■ **Exercise description**
Exactly as written, set down every entry once more.

■ **Provided data**
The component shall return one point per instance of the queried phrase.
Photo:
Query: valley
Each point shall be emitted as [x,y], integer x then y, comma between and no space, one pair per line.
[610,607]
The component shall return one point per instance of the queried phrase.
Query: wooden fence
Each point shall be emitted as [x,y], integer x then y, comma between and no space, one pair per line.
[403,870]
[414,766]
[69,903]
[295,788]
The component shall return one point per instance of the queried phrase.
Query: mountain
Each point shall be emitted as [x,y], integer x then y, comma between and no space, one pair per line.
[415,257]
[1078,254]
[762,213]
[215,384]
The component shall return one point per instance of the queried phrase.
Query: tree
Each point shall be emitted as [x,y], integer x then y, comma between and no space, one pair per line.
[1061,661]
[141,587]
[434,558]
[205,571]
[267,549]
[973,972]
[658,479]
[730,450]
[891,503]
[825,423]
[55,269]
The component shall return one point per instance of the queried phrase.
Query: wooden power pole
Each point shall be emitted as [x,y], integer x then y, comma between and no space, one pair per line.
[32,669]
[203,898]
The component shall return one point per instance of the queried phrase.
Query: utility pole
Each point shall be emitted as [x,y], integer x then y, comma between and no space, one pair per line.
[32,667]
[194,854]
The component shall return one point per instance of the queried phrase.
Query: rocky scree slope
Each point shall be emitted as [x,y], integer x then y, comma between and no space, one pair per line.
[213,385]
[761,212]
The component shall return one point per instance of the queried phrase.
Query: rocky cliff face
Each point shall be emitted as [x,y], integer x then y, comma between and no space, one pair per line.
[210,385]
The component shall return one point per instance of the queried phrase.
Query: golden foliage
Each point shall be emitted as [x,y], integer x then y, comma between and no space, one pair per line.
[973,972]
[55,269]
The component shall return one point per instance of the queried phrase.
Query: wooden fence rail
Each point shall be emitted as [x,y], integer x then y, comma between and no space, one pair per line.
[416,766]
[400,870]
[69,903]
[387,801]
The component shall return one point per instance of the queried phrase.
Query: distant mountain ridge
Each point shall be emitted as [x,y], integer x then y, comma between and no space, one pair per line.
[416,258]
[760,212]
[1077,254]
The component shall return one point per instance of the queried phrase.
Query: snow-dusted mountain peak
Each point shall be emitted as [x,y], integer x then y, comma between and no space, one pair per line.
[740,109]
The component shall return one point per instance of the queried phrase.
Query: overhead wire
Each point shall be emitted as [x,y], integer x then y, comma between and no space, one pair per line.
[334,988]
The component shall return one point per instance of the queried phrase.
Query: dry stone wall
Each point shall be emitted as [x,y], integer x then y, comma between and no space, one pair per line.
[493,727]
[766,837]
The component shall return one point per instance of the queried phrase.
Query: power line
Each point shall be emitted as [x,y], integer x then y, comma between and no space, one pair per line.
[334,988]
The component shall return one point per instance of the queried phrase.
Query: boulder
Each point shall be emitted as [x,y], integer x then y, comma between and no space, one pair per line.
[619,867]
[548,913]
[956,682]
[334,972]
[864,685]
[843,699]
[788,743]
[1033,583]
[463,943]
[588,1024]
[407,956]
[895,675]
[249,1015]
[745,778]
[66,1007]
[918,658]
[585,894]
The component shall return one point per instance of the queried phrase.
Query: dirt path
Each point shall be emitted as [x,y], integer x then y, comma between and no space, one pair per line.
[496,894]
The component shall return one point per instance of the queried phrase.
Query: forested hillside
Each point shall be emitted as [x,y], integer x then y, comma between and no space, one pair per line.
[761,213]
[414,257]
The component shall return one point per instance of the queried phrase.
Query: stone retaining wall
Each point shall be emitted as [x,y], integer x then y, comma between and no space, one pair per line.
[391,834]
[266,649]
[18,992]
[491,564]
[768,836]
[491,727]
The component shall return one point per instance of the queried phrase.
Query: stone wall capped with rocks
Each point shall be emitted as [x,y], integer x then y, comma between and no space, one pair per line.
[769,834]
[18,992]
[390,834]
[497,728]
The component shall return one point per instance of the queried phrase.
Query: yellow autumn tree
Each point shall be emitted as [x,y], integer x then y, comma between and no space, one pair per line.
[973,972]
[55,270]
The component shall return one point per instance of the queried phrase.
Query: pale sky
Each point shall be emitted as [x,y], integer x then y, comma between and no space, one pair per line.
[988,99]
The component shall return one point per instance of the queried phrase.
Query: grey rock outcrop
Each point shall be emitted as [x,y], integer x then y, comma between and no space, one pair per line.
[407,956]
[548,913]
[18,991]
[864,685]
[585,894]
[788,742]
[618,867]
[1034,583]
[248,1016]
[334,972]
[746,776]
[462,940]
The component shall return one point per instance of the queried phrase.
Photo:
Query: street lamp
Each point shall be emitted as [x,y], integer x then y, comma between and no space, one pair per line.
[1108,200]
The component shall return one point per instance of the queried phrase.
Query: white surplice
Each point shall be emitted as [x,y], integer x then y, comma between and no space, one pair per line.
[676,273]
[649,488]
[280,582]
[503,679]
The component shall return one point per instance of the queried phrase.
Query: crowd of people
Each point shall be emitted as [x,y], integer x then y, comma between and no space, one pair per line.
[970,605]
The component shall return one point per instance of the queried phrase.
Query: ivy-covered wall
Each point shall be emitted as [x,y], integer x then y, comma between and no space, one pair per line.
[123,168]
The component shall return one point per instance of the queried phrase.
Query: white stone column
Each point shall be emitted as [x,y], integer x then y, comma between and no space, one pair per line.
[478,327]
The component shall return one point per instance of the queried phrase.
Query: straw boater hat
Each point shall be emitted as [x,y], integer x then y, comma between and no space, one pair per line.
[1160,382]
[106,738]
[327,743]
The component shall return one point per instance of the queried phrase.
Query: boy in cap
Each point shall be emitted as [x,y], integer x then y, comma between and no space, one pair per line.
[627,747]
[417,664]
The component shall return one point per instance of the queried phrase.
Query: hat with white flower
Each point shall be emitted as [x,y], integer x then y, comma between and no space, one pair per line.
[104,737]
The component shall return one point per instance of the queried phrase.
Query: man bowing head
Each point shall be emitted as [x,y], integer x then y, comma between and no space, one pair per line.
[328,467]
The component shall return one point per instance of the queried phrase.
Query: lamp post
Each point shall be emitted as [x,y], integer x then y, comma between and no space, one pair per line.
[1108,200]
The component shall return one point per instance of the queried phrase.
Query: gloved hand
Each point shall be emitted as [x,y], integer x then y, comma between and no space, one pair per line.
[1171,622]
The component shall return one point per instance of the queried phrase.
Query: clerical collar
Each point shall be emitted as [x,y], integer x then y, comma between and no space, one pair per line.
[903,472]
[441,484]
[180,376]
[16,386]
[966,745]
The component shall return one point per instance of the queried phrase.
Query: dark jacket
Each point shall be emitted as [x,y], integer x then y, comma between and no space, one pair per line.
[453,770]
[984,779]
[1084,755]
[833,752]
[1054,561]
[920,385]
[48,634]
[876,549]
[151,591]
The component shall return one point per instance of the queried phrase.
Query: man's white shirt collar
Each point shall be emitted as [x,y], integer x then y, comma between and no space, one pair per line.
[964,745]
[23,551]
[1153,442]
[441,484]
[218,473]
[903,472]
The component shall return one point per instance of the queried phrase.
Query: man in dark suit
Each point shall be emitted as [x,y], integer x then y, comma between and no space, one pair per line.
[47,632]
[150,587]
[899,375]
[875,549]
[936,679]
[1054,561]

■ **Output for this exercise**
The component shall return one point per instance of the queried phrase.
Photo:
Query: valley
Each point shall be emitted as [x,y], integer x then y, comma between and no space, one pair per line.
[610,607]
The component shall return one point per instance of the queried phrase.
Query: wooden fence
Each point shall be emitted as [x,y], integer x then y, comma between and no space, one pair per line.
[403,870]
[414,766]
[69,903]
[295,788]
The component shall return one point per instance of the queried phrase.
Query: mountain
Each point shall be emitted as [x,y], integer x then y, comma between and no space, one pair per line.
[415,257]
[1078,254]
[762,213]
[215,384]
The component shall return one point per instance of the queried phrase.
Query: tree
Each point shall be emitted as [x,y], integer x then y, comma between and no space, one pair per line.
[1061,661]
[141,587]
[434,558]
[205,571]
[267,549]
[973,972]
[658,479]
[730,450]
[891,503]
[825,423]
[55,269]
The component shall return one point per instance of the queried phrase.
Query: wooden power pole
Each point shall be emitted as [x,y], integer x then y, comma between and no space, one pair per line.
[32,669]
[203,898]
The component shall return one point per instance of the queried phrase.
Query: utility pole
Each point shall be emitted as [x,y], integer x then y, comma between and no space, one pair per line.
[32,667]
[194,854]
The component shall return one point per instance of the queried phrase.
Query: rocky scree slope
Each point shall be emitted as [x,y], integer x then y, comma between and no space, one pair per line.
[213,385]
[761,212]
The component shall return one point per instance of the queried phrase.
Query: rocky cliff face
Each point shall be emitted as [x,y], integer x then y, comma between and no space, one pair per line.
[210,385]
The component shall return one point per instance of the queried phrase.
Query: golden foliage
Each point shall be emitted as [x,y], integer x then y, comma between and no space, one pair per line.
[973,972]
[55,269]
The component shall return one point per instance of the queried phrase.
Query: wooden fence rail
Each point shall be emitted as [x,y], integer x then y, comma between and no space, one pair per line.
[416,766]
[400,870]
[69,903]
[387,801]
The component shall return one point per instance of the queried phrase.
Query: distant mountain ridge
Each point shall be emitted as [x,y], integer x then y, comma between and no space, one pair per line.
[416,258]
[760,212]
[1077,254]
The component shall return one point per instance of the queried phrase.
Query: snow-dusted mountain peak
Each point shall be emitted as [x,y], integer x then y, comma between and no space, one pair per line.
[740,109]
The component shall return one point per instance of the queried phrase.
Query: overhead wire
Each point shall be emitted as [x,y], integer x then y, comma between and no space, one pair per line.
[334,988]
The component shall return one point per instance of the queried phrase.
Query: dry stone wall
Each point shall be emitted as [x,y], integer x then y, comma between and no space, one pair per line.
[493,727]
[766,837]
The component shall return one point per instance of the queried phrase.
Query: power line
Each point shall be emitted as [x,y], integer x then y, comma between and no space, one pair per line.
[334,988]
The component shall return one point per instance of the queried phrase.
Query: boulder
Each point shall be emitted as [x,y], integer x then y, comma between and no space, one pair per line.
[619,867]
[548,913]
[956,682]
[334,972]
[864,685]
[843,699]
[788,743]
[1033,583]
[463,943]
[588,1024]
[407,956]
[895,675]
[249,1015]
[745,778]
[66,1007]
[918,658]
[585,894]
The component shall return one point per instance of the queried phrase.
Query: dirt path
Each point shall be emitted as [x,y], integer x then y, comma between and no space, one pair per line.
[496,894]
The component shall return one point per instance of the queried phrase.
Query: forested hillside
Each point shall be emitted as [x,y], integer x then y, comma between and no space, one pair per line.
[761,213]
[414,257]
The component shall return one point per instance of the queried phrase.
Query: stone retaining wall
Each point shall be emitted as [x,y], integer x then y, comma between and no space, one pair per line.
[391,834]
[266,649]
[18,992]
[491,564]
[768,836]
[491,727]
The component shall return one point per instance of the queried phrase.
Query: stone wall capped with rocks
Each point shall be emitted as [x,y], integer x then y, comma between and no space, one pair per line.
[769,834]
[18,992]
[390,834]
[497,728]
The component shall return one point per instance of the queried phrase.
Query: yellow autumn tree
Each point shall be emitted as [x,y], integer x then y, comma between and no space, one pair per line.
[973,972]
[55,270]
The component shall return one point per instance of the queried phrase.
Query: pale sky
Each point shall be emitted as [x,y], integer x then y, comma between and no space, one pair per line.
[988,99]
The component shall return one point per instance of the queried phrase.
Query: grey rock outcrop
Each point shall be emitted as [x,y], integer x then y, comma between and no space, one pair per line.
[407,956]
[548,913]
[18,991]
[864,685]
[585,894]
[788,742]
[618,867]
[1034,583]
[248,1016]
[334,972]
[746,776]
[462,940]
The component shall return one point per instance of the queried phrase.
Photo:
Query: street lamp
Each point shall be emitted as [x,y], integer x then y, comma between and no space, one pair per line.
[1108,200]
The component shall return one point per instance of the queried phrase.
Query: white surplice
Each point shall be emitted as [x,y], integer x then y, comma between and no space, one pair per line.
[676,273]
[649,488]
[280,582]
[503,679]
The component shall return one point per instance of the queried phrase.
Query: crowd of people
Each point shall be emitted as [x,y], integer x then y, comma between and no space, one pair per line.
[970,605]
The component shall return one point per instance of the queried phrase.
Query: ivy-covered wall
Each point shall be emitted as [x,y], integer x then y, comma between and no space, one pair per line.
[123,168]
The component shall return one point per instance of the queried phrase.
Query: white stone column
Each point shall be emitted as [x,y], integer x then y, comma between and no space, one pair per line.
[478,327]
The component shall return one point per instance of the queried phrase.
Query: straw boater hat
Each point shall be emitted as [x,y], integer x then y, comma between and no space, one pair per line.
[1160,382]
[106,738]
[327,743]
The component shall return one point per instance of the queried phrase.
Query: boy in cap
Each point shall be emitted as [x,y], integer x then y, comma between and no space, one pair per line.
[627,747]
[417,664]
The component shall return one point per instance of the queried phrase.
Query: hat with white flower
Each point shall be emitted as [x,y], integer x then y, comma between and no space, one pair per line.
[104,737]
The component shall return one point per instance of the queried phrase.
Query: man bowing head
Each point shall be emitted as [x,y], integer x then y, comma between and no space, one pair per line.
[328,467]
The component shall return one point per instance of the queried phrase.
Query: lamp post
Each point shall be emitted as [x,y], integer x then y, comma between and no space, one pair per line.
[1108,200]
The component shall return one point per instance of the queried phrase.
Query: gloved hand
Each point shall be emitted as [x,y], integer x then y, comma between and no space, one pair per line.
[1171,622]
The component shall return one point per instance of the queried phrase.
Query: clerical collar
Each point shall be emitted as [x,y], integer x then y, comma between and no space, one pair per line.
[903,472]
[441,484]
[180,376]
[16,386]
[966,745]
The component shall return one point per instance of the queried phrase.
Query: dark jacket
Each point shall be emitted as [x,y], integer x then y, comma between and no space, one pair per line.
[453,770]
[984,779]
[1084,755]
[833,752]
[1054,561]
[920,385]
[48,634]
[876,549]
[151,591]
The component shall return one point per instance of the queried phrase.
Query: man's white shirt collar
Each point shall be emitted as [x,y], integer x then y, comma between and no space, one pair per line.
[964,745]
[23,551]
[1153,442]
[441,484]
[218,473]
[903,472]
The component shall return one point per instance of the queried phrase.
Query: man in dark suit
Each point shall be emitted as [x,y], integer x then y, comma between and no space, one pair per line.
[47,632]
[150,587]
[899,375]
[875,549]
[936,679]
[1054,561]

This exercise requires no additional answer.